(A run of records)

-*-

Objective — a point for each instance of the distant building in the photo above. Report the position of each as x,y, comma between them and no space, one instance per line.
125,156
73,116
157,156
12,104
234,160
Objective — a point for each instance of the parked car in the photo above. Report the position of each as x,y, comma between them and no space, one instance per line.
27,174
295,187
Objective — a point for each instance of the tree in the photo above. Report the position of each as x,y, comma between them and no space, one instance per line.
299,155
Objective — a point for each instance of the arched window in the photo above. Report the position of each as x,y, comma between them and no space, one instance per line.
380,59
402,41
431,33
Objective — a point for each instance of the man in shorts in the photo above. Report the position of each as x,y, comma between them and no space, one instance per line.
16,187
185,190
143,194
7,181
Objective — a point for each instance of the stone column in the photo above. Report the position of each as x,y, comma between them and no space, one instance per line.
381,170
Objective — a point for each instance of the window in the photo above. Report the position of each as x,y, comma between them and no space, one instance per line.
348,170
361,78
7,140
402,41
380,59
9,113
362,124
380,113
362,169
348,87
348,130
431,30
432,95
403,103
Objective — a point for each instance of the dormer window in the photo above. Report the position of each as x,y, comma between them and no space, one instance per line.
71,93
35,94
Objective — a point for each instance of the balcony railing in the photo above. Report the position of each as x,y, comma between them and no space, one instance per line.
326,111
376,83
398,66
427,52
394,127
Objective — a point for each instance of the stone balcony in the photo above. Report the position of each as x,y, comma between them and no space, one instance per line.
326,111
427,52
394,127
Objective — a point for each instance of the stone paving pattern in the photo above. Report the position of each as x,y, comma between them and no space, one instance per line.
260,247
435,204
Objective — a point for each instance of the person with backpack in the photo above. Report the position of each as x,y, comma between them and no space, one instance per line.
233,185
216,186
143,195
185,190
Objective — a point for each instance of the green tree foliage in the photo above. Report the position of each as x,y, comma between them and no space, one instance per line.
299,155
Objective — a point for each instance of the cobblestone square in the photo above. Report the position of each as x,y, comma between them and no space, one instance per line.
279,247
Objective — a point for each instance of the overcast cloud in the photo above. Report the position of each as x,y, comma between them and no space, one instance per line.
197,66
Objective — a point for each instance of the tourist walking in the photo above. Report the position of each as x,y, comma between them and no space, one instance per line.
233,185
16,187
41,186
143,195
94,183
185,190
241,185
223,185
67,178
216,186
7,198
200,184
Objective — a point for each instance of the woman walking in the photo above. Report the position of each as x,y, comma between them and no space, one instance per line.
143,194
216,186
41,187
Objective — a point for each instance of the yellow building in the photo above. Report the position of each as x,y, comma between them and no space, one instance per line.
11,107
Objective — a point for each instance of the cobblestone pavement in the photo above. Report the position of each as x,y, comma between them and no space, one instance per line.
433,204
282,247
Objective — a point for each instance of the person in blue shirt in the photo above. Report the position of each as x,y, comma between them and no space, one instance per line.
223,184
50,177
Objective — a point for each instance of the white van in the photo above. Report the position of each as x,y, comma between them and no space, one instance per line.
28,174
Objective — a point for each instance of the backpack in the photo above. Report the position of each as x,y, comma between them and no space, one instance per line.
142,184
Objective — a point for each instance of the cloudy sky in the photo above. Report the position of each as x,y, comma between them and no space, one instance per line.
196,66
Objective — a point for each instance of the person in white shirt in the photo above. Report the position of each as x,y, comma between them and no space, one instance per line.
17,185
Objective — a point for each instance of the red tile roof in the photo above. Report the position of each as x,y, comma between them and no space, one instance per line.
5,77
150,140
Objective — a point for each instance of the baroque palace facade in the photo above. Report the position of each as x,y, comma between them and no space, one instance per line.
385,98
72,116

-*-

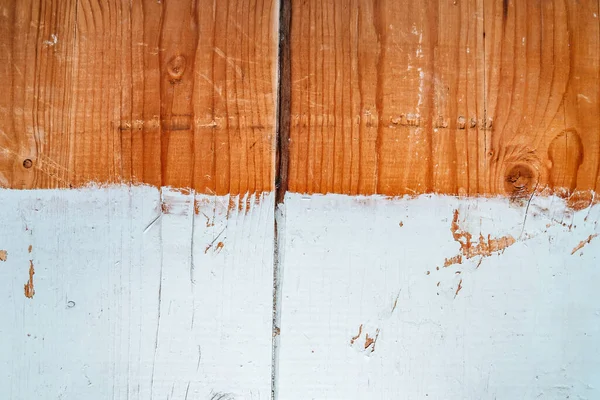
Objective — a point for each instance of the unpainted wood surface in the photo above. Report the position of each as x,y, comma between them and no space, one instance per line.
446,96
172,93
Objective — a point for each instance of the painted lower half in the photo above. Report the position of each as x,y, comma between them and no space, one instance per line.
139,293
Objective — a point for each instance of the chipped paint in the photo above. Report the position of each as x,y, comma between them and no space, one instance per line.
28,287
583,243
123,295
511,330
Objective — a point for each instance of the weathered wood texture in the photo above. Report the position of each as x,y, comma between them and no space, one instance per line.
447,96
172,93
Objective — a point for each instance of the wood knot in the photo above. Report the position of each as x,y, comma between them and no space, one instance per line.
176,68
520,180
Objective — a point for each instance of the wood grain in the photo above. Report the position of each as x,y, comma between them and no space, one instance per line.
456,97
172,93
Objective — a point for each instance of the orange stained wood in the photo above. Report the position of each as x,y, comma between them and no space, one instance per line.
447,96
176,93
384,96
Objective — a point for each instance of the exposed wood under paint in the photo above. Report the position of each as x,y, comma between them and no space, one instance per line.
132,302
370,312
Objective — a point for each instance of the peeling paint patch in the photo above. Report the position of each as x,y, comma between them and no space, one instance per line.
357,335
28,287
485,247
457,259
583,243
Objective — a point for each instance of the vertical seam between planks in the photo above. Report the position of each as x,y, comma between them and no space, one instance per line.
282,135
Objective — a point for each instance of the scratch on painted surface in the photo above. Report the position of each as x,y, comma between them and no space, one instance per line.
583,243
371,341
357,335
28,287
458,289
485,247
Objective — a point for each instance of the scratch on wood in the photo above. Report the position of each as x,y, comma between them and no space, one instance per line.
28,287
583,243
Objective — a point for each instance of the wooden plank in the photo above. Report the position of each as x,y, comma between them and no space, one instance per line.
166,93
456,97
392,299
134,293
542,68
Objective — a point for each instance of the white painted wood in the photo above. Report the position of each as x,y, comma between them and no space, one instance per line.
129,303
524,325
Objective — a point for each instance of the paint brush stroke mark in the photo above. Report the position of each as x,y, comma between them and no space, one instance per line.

-*-

Copy out each line of the material above that includes the word "walking".

**Response:**
Objective — a point for each instance of the tourist walking in the photo above. Report the position of each as x,y, comma between them and no space, one instance per line.
Objective — a point for each instance of the woman walking in the photo above. Report the position of each as x,y, comma between them and no space, one instance per line.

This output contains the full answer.